Stated exercise
Return all the data, word for word.

** Begin Rows **

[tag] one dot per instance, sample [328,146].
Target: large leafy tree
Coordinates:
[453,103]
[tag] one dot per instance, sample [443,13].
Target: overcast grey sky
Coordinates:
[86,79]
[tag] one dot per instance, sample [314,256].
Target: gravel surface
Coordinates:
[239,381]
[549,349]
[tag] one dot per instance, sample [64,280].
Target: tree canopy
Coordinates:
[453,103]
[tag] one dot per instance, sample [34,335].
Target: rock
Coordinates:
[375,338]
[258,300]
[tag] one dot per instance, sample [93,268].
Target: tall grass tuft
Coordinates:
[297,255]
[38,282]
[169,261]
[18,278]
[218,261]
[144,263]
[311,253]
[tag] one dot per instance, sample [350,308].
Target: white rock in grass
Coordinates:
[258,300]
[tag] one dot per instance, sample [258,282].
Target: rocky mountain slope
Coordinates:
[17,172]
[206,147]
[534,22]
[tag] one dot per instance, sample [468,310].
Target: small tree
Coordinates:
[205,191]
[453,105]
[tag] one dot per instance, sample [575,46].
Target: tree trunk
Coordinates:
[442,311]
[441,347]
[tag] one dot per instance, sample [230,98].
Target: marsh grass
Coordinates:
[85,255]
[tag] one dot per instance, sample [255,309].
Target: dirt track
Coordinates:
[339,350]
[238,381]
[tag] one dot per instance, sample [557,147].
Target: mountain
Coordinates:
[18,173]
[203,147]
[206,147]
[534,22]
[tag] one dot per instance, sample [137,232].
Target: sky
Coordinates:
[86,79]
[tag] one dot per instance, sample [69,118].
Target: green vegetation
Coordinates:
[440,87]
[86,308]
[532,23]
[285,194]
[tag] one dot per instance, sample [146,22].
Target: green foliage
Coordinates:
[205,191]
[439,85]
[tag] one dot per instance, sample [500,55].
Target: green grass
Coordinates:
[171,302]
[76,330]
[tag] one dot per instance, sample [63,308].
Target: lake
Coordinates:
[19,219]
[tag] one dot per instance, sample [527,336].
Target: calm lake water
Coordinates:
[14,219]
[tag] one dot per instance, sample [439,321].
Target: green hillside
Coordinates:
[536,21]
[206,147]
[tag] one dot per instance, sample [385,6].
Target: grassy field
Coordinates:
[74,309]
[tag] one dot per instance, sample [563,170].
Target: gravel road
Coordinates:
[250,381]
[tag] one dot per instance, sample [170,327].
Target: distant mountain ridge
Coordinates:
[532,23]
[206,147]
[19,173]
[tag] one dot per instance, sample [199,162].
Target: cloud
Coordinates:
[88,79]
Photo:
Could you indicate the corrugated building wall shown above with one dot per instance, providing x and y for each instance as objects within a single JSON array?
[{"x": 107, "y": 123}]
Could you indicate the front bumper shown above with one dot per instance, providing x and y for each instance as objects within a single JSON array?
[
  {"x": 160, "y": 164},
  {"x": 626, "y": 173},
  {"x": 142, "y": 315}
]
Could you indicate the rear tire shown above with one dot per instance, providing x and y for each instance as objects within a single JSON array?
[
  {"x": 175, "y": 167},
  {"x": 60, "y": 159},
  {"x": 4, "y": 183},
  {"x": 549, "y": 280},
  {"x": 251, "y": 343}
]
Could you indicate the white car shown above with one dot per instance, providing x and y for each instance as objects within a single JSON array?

** End Rows **

Complete response
[tag] one dot per instance, sample [328,146].
Target: large leafy tree
Coordinates:
[453,103]
[tag] one dot per instance, sample [443,13].
Target: overcast grey sky
Coordinates:
[86,79]
[tag] one dot per instance, sample [314,256].
Target: gravel surface
Coordinates:
[239,381]
[549,349]
[tag] one dot per instance, sample [64,280].
Target: tree canopy
Coordinates:
[453,103]
[tag] one dot per instance, sample [34,335].
Target: rock
Coordinates:
[375,338]
[258,300]
[tag] one dot per instance, sample [93,268].
Target: tall grass tuft
Coordinates:
[297,255]
[38,282]
[169,261]
[18,278]
[218,261]
[144,263]
[311,253]
[tag] one dot per instance, sample [350,308].
Target: white rock in grass
Coordinates:
[258,300]
[tag] one dot per instance, sample [258,282].
Target: rocky mountain slope
Coordinates:
[17,172]
[206,147]
[534,22]
[tag] one dot per instance, sample [468,310].
Target: small tree
Coordinates:
[205,191]
[453,105]
[tag] one dot per instance, sample [575,46].
Target: tree trunk
Coordinates:
[442,311]
[441,347]
[tag] one dot per instance, sample [230,98].
Target: marsh grass
Coordinates:
[85,255]
[tag] one dot per instance, sample [255,309].
Target: dirt track
Coordinates:
[339,350]
[238,381]
[tag] one dot per instance, sample [557,147].
Target: mountain
Coordinates:
[18,173]
[203,147]
[206,147]
[534,22]
[tag] one dot per instance, sample [137,232].
Target: sky
Coordinates:
[86,79]
[tag] one dot per instance, sample [69,118].
Target: green vegetation
Coordinates:
[440,87]
[86,308]
[532,23]
[285,194]
[tag] one dot per instance, sample [146,22].
Target: green foliage
Coordinates:
[205,191]
[439,85]
[tag] one dot per instance, sample [500,55].
Target: green grass
Coordinates:
[171,302]
[76,330]
[tag] one dot per instance, sample [63,308].
Target: lake
Coordinates:
[19,219]
[tag] one dot per instance, sample [527,336].
Target: calm lake water
Coordinates:
[14,219]
[tag] one dot per instance, sample [439,321].
Target: green hillside
Coordinates:
[536,21]
[206,147]
[tag] one dot per instance, sample [385,6].
Target: grassy field
Coordinates:
[74,309]
[tag] one dot per instance, sample [563,170].
Target: gravel road
Coordinates:
[250,381]
[tag] one dot per instance, sample [170,327].
Target: distant mountain ridge
Coordinates:
[532,23]
[206,147]
[19,173]
[tag] one dot per instance, sample [199,162].
Target: cloud
Coordinates:
[88,79]
Photo:
Could you indicate the corrugated building wall shown above with one dot per instance, providing x and y for each instance as objects within a single JSON array?
[{"x": 107, "y": 123}]
Could you indicate the front bumper shown above with one dot per instance, providing x and y for each instance as objects within a single JSON array?
[
  {"x": 160, "y": 164},
  {"x": 626, "y": 173},
  {"x": 142, "y": 315}
]
Could you indicate the rear tire shown above with one dot per instance, providing x and y for each instance as objects within a single JSON array?
[
  {"x": 175, "y": 167},
  {"x": 60, "y": 159},
  {"x": 4, "y": 183},
  {"x": 549, "y": 280},
  {"x": 251, "y": 343}
]
Could you indicate the white car shown above with one dot per instance, providing x and y for each instance as objects within a single JSON array?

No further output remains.